Task goal:
Please print every line from the one containing "Seedling-scouting request: tag the upper" through the last line of the records below, exactly as written and nothing more.

[Coordinate labeling data]
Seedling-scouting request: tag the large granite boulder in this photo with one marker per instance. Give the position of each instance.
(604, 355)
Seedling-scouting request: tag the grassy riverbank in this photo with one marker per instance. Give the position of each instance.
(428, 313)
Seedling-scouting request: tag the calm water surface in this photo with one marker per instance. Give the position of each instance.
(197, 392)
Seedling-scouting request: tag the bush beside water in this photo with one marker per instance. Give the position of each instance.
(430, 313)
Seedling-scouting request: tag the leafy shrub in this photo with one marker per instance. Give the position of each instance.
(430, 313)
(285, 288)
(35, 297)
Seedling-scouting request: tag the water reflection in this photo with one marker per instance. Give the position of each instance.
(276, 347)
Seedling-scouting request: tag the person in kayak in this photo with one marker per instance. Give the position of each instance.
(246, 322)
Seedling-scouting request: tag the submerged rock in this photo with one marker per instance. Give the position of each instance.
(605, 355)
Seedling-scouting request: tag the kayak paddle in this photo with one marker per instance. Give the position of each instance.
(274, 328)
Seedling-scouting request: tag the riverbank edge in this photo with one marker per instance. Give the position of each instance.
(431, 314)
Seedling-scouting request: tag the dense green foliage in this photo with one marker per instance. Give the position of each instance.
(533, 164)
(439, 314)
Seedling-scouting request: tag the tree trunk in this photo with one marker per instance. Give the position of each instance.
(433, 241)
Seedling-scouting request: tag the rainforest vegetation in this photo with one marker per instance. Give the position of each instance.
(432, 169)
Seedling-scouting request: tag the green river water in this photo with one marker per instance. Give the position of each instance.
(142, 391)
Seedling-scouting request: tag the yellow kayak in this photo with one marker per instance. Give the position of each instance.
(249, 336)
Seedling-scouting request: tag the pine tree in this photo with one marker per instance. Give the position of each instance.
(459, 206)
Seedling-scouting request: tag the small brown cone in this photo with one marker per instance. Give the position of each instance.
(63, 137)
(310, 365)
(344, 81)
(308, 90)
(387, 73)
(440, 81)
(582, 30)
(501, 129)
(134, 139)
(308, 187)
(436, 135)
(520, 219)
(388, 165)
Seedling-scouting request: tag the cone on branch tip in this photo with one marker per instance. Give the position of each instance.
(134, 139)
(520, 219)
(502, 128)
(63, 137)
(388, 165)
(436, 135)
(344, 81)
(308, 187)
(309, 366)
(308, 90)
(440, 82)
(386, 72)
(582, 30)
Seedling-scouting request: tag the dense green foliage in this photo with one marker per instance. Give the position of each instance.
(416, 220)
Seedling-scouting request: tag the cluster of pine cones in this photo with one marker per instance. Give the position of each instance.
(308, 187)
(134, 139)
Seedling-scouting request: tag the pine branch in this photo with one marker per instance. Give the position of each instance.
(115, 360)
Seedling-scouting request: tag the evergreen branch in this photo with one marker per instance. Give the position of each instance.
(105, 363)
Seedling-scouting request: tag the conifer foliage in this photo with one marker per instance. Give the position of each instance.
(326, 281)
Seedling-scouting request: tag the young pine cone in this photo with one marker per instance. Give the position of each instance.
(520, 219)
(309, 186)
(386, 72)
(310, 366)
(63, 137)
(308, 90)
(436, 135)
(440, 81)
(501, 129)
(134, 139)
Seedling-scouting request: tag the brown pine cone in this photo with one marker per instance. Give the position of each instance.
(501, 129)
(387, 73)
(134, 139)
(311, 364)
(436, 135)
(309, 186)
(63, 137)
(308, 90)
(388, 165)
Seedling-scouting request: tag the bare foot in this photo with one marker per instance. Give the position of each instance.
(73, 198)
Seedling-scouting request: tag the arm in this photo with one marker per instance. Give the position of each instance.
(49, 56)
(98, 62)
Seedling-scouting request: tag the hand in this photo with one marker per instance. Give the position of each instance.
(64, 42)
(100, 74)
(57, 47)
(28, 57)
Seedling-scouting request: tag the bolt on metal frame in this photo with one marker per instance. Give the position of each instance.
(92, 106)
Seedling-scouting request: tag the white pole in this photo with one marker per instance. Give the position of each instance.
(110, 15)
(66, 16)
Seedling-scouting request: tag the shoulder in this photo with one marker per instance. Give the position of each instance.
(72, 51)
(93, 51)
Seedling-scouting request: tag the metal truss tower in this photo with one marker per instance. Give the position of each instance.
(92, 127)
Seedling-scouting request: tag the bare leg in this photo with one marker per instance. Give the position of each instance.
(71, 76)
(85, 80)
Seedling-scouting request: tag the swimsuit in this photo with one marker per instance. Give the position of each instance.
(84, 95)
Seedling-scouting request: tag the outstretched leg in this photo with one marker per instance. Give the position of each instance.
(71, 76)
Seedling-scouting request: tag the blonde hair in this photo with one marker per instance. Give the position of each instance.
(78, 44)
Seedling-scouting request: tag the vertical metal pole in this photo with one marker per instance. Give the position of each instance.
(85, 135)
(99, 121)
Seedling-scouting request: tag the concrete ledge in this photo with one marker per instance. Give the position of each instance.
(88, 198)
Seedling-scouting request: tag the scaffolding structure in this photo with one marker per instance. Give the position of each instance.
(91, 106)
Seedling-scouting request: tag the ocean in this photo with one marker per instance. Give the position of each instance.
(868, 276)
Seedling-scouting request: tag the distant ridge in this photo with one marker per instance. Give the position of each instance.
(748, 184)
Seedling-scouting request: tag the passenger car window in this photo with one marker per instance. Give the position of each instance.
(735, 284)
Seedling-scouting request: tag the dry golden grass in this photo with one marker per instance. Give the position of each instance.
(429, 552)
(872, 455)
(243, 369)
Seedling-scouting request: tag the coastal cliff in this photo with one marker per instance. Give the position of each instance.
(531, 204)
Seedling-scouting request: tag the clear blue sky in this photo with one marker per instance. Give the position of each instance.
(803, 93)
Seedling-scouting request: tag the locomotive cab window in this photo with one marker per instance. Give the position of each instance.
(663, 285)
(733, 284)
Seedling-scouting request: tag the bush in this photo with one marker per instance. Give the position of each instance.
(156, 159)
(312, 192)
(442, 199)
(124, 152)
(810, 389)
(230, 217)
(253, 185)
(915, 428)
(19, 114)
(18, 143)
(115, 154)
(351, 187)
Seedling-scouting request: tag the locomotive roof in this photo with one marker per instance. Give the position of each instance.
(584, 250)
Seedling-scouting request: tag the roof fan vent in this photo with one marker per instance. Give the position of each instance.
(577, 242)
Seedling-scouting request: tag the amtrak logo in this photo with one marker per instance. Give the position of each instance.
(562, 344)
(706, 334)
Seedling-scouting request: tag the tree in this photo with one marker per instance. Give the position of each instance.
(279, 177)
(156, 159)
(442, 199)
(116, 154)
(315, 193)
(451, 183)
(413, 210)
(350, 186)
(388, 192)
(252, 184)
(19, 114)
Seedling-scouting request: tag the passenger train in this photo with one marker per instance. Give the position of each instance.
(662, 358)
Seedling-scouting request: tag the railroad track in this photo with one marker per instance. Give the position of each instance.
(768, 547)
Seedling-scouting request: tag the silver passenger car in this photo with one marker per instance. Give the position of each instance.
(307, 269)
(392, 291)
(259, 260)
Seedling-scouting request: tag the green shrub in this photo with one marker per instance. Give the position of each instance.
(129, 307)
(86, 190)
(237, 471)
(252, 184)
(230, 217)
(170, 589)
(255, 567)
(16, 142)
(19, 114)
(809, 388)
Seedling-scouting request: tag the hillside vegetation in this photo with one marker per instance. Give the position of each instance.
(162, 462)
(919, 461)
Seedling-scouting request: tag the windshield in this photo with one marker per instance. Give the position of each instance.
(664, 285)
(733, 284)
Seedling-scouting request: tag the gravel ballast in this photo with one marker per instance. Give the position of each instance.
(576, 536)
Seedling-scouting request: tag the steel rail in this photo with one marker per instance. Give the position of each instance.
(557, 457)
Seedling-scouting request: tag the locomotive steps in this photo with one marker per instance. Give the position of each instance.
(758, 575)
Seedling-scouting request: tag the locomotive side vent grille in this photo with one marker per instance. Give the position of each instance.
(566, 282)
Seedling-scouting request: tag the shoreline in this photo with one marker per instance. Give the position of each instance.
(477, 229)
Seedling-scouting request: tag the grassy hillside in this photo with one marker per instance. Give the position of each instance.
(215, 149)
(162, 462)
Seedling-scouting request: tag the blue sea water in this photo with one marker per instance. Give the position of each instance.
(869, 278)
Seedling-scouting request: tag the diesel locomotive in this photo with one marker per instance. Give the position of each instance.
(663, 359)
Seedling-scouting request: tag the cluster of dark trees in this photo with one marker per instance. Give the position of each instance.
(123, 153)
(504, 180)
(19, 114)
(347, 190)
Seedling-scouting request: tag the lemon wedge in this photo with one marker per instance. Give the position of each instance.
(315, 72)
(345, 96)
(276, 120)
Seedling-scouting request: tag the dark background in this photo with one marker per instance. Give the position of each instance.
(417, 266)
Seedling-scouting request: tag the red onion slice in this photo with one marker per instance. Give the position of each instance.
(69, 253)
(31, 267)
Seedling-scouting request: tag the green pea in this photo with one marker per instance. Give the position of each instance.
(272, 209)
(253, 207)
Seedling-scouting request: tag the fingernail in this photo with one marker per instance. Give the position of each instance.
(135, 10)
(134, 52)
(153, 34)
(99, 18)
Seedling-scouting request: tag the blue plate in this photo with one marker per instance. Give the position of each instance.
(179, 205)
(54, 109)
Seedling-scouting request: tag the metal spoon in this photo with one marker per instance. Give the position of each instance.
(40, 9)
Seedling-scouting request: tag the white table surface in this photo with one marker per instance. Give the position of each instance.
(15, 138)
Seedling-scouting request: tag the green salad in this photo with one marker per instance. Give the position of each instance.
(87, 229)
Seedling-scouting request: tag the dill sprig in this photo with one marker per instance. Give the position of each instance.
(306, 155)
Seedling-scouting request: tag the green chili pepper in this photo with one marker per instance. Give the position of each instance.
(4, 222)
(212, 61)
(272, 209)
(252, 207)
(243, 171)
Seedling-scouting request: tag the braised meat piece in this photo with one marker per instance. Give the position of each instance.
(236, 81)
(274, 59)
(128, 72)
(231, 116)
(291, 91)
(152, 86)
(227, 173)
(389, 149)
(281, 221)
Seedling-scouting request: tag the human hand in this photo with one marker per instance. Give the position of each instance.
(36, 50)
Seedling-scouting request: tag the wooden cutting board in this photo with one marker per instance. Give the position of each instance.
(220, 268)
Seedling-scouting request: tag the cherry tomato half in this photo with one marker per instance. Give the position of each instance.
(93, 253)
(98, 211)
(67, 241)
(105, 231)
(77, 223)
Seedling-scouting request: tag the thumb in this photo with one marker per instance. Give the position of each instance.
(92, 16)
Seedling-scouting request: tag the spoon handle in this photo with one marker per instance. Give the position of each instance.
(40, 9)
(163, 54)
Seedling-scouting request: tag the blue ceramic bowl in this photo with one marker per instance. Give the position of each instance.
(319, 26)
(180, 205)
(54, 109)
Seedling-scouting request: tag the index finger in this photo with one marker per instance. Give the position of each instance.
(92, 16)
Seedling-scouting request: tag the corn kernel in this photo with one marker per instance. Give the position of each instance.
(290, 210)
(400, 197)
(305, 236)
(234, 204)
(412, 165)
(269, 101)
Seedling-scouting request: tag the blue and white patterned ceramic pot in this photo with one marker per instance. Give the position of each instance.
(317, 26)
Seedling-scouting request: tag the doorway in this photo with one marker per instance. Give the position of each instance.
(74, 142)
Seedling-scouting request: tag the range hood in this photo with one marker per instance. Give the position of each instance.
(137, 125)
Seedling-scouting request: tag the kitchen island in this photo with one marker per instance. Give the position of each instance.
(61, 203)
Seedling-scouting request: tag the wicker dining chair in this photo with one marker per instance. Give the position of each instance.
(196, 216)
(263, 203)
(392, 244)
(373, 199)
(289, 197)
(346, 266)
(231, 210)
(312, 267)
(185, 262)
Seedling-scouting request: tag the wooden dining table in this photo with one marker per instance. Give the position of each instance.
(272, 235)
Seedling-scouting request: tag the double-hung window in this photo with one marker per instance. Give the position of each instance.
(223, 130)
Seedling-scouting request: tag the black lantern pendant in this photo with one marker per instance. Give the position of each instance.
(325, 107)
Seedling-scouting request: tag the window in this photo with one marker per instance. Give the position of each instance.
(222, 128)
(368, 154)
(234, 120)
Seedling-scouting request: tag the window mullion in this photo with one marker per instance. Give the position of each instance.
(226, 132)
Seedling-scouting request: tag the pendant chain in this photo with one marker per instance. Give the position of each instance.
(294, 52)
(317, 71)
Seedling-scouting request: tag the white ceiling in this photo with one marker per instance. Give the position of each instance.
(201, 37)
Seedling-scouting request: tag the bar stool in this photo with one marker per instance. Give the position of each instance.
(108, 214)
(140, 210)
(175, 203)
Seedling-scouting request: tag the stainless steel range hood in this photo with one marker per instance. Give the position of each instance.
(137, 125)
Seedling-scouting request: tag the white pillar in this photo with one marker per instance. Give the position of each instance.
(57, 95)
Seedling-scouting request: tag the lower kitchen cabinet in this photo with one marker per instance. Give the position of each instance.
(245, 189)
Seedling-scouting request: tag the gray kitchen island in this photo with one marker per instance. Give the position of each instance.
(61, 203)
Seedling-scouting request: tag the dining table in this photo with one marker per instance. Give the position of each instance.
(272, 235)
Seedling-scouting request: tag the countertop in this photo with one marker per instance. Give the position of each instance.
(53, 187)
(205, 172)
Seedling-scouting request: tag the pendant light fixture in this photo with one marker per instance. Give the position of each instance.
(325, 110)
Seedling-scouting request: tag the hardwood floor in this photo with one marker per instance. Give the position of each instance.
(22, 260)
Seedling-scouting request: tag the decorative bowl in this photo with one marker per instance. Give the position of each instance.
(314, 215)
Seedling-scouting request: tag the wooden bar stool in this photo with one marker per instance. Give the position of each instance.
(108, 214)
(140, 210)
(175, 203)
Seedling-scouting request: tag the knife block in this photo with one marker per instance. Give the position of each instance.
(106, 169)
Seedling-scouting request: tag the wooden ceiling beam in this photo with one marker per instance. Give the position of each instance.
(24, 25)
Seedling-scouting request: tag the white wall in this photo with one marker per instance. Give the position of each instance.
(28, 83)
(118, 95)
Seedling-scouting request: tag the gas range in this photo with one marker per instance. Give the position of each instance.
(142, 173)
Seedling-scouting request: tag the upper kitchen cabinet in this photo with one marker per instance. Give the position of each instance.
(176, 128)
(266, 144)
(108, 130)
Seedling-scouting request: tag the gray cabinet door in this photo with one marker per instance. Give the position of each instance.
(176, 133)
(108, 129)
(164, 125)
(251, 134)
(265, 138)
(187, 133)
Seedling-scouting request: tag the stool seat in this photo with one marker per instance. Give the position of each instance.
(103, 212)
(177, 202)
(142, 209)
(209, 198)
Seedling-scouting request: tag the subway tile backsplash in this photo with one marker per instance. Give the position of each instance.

Task response:
Seedling-scouting request: tag the upper kitchen cabinet in this photo with one marker per instance. Give the position of each instance.
(176, 128)
(266, 144)
(108, 130)
Seedling-scouting request: tag the gray cabinet door in this photo with one marker per instance. Give the position of each instance.
(176, 133)
(108, 129)
(164, 125)
(251, 134)
(265, 138)
(187, 133)
Seedling-scouting request: tag the stool seat in this photo with one marker per instance. Give the position of each instance.
(103, 212)
(177, 202)
(142, 209)
(209, 198)
Seedling-scouting request: tag the subway tile backsplash in this photo with one marker per instance. Give the position of each instance.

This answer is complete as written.